> GIVEN REQUEST
Render the entries from the line containing "Where can the nutcracker" up to and including the line containing "<point>168,427</point>" as a Markdown table with two columns, Row and Line. Give each line its sequential number in Row, and omit any blank lines.

> DATA LISTING
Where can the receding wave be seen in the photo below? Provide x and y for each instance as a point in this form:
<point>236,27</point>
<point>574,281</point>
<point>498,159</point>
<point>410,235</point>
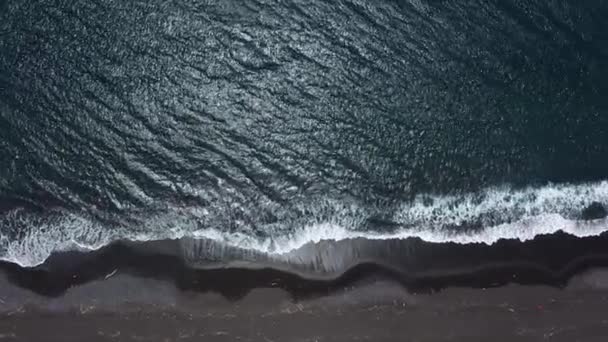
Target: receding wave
<point>483,217</point>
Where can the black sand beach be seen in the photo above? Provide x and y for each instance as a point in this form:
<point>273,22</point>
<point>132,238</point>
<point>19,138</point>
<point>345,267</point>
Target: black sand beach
<point>303,170</point>
<point>123,308</point>
<point>142,292</point>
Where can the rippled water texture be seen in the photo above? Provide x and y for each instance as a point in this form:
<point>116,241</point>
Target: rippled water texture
<point>257,119</point>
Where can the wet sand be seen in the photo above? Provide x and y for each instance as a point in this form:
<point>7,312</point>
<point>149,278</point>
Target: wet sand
<point>127,308</point>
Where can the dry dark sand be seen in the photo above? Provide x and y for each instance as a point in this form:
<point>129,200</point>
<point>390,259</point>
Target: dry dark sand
<point>127,308</point>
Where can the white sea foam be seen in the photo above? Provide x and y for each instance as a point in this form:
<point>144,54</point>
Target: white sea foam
<point>503,212</point>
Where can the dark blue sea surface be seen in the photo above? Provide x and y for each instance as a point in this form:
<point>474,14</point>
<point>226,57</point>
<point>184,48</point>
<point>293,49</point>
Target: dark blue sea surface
<point>267,125</point>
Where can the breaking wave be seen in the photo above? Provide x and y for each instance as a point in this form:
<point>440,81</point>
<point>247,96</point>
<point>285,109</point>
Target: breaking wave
<point>484,217</point>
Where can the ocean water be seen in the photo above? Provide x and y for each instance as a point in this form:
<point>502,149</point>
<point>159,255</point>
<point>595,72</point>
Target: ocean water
<point>266,126</point>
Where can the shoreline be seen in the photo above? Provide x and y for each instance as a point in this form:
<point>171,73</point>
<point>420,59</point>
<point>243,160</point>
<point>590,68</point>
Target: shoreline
<point>414,264</point>
<point>126,308</point>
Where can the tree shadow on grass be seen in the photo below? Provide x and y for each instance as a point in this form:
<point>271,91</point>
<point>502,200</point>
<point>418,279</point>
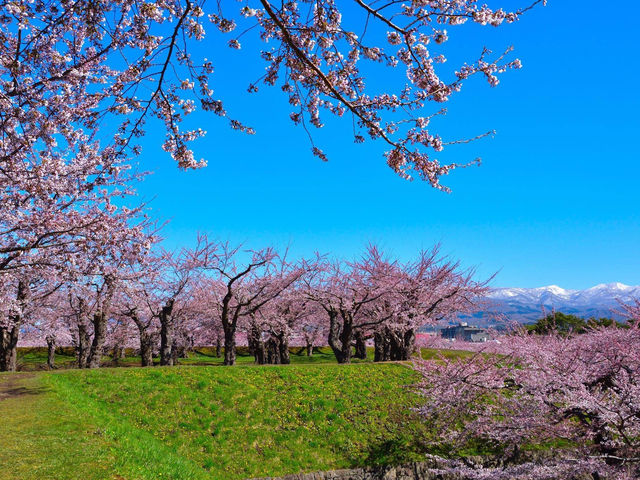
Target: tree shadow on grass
<point>13,387</point>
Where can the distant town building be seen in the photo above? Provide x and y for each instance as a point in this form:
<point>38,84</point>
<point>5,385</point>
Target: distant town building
<point>465,333</point>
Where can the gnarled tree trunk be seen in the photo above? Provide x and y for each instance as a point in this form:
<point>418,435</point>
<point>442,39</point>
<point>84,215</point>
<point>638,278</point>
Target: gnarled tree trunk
<point>146,349</point>
<point>361,345</point>
<point>9,334</point>
<point>229,346</point>
<point>166,334</point>
<point>340,337</point>
<point>82,348</point>
<point>99,337</point>
<point>51,351</point>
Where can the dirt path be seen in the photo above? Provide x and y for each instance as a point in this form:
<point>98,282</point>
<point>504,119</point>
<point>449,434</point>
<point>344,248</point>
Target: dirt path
<point>12,385</point>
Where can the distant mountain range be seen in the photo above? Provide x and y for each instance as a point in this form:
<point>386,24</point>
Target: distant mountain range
<point>525,305</point>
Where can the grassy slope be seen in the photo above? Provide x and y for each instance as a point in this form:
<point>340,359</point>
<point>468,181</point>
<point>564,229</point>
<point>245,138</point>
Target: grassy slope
<point>205,422</point>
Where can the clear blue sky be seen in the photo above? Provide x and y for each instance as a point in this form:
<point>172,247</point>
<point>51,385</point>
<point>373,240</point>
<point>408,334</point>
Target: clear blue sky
<point>555,201</point>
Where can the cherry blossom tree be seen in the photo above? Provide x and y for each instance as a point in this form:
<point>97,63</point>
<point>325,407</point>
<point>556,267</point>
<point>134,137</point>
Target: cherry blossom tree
<point>75,66</point>
<point>432,288</point>
<point>348,292</point>
<point>271,328</point>
<point>237,284</point>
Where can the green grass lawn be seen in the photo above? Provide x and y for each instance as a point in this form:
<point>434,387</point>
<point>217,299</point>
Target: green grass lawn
<point>200,422</point>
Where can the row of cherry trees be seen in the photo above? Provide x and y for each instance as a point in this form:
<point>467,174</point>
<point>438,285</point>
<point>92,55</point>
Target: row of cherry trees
<point>581,387</point>
<point>218,294</point>
<point>80,80</point>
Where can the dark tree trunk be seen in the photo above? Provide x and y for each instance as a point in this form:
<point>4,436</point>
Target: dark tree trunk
<point>9,335</point>
<point>166,334</point>
<point>9,347</point>
<point>82,349</point>
<point>99,337</point>
<point>283,344</point>
<point>256,345</point>
<point>402,344</point>
<point>340,337</point>
<point>361,346</point>
<point>229,345</point>
<point>146,349</point>
<point>176,352</point>
<point>117,354</point>
<point>382,345</point>
<point>51,352</point>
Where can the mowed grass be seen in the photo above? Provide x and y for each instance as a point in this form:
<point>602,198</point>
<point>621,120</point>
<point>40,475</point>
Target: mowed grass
<point>35,358</point>
<point>195,422</point>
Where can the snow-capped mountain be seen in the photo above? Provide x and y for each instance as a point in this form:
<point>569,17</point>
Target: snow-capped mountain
<point>527,304</point>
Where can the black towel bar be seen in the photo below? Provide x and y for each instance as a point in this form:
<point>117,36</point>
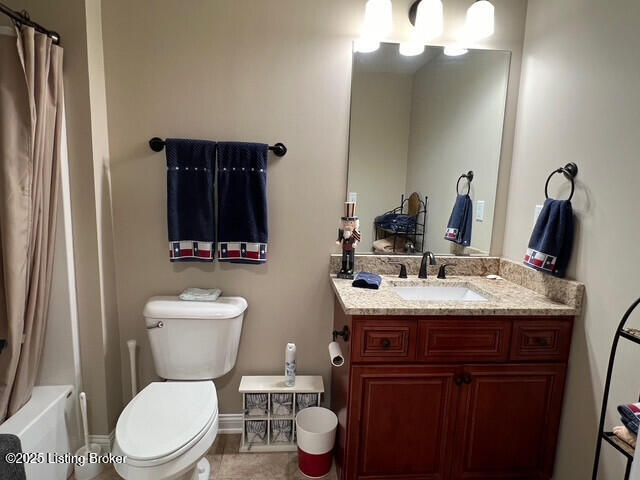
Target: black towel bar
<point>279,149</point>
<point>570,170</point>
<point>469,177</point>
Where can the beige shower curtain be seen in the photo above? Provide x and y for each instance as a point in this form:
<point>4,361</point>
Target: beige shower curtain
<point>31,98</point>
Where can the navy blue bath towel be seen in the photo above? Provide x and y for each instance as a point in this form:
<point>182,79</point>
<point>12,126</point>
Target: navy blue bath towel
<point>10,444</point>
<point>190,210</point>
<point>460,221</point>
<point>367,280</point>
<point>552,238</point>
<point>242,202</point>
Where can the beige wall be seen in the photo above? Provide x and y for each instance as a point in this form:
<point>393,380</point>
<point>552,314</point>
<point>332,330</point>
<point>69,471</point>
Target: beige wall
<point>579,101</point>
<point>457,118</point>
<point>255,71</point>
<point>252,70</point>
<point>378,144</point>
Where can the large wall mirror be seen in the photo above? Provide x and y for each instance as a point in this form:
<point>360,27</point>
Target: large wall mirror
<point>417,125</point>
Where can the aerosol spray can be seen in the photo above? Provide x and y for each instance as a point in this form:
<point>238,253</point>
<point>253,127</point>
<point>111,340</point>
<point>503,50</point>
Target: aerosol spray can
<point>290,364</point>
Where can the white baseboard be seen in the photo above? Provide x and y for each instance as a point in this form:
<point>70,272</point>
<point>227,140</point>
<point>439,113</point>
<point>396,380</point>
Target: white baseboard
<point>229,423</point>
<point>105,441</point>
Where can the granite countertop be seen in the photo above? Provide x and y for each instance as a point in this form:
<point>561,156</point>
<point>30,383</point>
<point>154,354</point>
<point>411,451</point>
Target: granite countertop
<point>504,298</point>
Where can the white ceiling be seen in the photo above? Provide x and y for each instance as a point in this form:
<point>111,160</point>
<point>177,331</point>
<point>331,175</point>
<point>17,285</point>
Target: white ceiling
<point>387,59</point>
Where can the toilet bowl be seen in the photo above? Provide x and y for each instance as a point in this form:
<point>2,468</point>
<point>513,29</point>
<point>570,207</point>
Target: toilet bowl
<point>167,428</point>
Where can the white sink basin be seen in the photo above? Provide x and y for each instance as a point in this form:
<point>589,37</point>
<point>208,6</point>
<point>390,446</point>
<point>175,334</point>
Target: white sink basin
<point>439,294</point>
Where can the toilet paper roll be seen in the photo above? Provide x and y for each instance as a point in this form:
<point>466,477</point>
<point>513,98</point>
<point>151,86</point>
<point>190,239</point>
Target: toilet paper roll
<point>335,354</point>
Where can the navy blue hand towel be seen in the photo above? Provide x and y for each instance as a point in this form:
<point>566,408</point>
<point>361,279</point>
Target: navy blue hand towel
<point>190,193</point>
<point>460,221</point>
<point>10,470</point>
<point>552,238</point>
<point>367,280</point>
<point>242,202</point>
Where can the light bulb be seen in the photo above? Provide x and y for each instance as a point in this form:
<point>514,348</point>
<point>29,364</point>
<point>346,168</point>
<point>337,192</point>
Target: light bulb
<point>377,18</point>
<point>366,45</point>
<point>480,20</point>
<point>454,50</point>
<point>429,19</point>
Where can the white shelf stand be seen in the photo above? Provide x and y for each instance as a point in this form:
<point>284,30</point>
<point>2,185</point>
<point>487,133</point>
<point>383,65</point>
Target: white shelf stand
<point>270,385</point>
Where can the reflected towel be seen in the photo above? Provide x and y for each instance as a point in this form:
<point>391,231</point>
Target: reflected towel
<point>552,238</point>
<point>242,202</point>
<point>190,212</point>
<point>630,416</point>
<point>367,280</point>
<point>624,434</point>
<point>460,221</point>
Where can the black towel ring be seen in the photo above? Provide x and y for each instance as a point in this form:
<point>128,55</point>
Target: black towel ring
<point>570,170</point>
<point>469,177</point>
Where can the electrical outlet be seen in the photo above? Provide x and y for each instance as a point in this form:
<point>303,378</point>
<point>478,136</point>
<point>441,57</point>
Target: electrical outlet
<point>536,213</point>
<point>480,210</point>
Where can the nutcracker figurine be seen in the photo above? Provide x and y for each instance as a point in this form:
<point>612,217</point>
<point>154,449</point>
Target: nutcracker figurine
<point>349,236</point>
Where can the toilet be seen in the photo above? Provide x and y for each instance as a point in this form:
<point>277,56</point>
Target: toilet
<point>168,427</point>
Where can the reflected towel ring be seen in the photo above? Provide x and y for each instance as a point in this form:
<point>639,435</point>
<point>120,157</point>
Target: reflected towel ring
<point>570,170</point>
<point>469,177</point>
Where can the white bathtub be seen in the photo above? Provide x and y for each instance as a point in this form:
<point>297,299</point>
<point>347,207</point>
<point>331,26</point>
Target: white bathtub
<point>42,425</point>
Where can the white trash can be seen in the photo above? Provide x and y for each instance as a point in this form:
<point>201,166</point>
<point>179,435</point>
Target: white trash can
<point>316,434</point>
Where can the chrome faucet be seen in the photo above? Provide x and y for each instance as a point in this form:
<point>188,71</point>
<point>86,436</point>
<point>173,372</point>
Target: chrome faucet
<point>426,256</point>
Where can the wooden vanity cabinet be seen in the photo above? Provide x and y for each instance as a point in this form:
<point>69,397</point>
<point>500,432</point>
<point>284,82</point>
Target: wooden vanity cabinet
<point>428,398</point>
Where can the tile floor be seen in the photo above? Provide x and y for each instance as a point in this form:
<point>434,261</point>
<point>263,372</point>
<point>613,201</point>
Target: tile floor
<point>228,464</point>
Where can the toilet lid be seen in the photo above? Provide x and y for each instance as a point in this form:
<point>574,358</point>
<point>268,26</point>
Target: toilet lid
<point>164,417</point>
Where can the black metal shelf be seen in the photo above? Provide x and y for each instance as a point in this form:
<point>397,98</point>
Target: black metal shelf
<point>419,231</point>
<point>632,334</point>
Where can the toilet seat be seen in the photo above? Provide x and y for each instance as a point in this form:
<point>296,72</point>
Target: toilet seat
<point>165,420</point>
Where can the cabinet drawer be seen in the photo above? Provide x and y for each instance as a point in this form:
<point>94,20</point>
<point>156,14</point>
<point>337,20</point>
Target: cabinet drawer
<point>541,340</point>
<point>463,340</point>
<point>384,341</point>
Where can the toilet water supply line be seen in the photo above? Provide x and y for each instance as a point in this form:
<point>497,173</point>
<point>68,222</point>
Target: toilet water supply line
<point>132,344</point>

> SOLUTION TO THIS EXERCISE
| Row | Line |
|---|---|
| 1 | Where can the nutcracker figurine be seen in the photo above? Provide x and y for each instance as a point in this form: |
| 2 | <point>612,217</point> |
| 3 | <point>154,449</point> |
| 4 | Target: nutcracker figurine |
| 5 | <point>349,236</point> |
| 6 | Where can the toilet be seen in the photo above? Provide x and y for each instance as a point in this form: |
| 7 | <point>277,56</point> |
| 8 | Target: toilet |
| 9 | <point>168,427</point> |